Your task -> The entries are to be reproduced verbatim, with all pictures omitted.

===== Supplied material

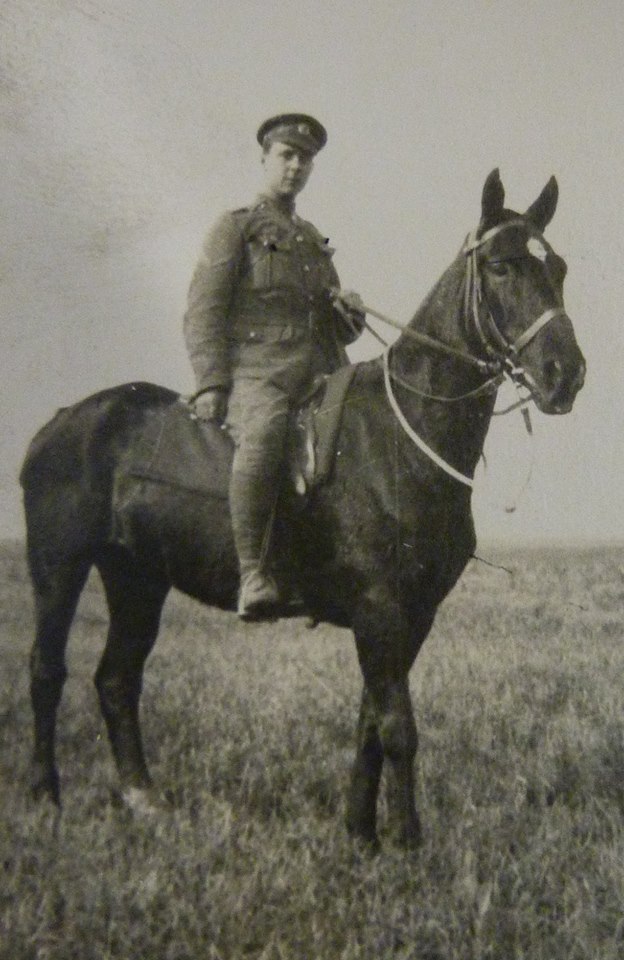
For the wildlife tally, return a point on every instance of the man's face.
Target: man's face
(286, 169)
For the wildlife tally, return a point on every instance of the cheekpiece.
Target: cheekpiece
(297, 129)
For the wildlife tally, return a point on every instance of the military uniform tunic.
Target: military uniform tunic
(260, 322)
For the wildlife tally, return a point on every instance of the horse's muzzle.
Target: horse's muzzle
(561, 381)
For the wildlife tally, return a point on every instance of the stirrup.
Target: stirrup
(259, 597)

==========

Result of the task ->
For the wildlife tally, return a point on every instance of the man's face.
Target: man's face
(286, 169)
For the wildlife tally, return a point on every instance of the cheekpiece.
Target: cheekpiece
(297, 129)
For the wildlife tally, return a point on every instance of the military uniform tunic.
Target: military uniform tunic
(260, 322)
For the wildlife tally, return a point on every instance of the horse's muzzle.
Target: horse's muzzle
(561, 381)
For the wildlife tally, return a point on every instance of the stirrup.
Target: stirrup
(259, 597)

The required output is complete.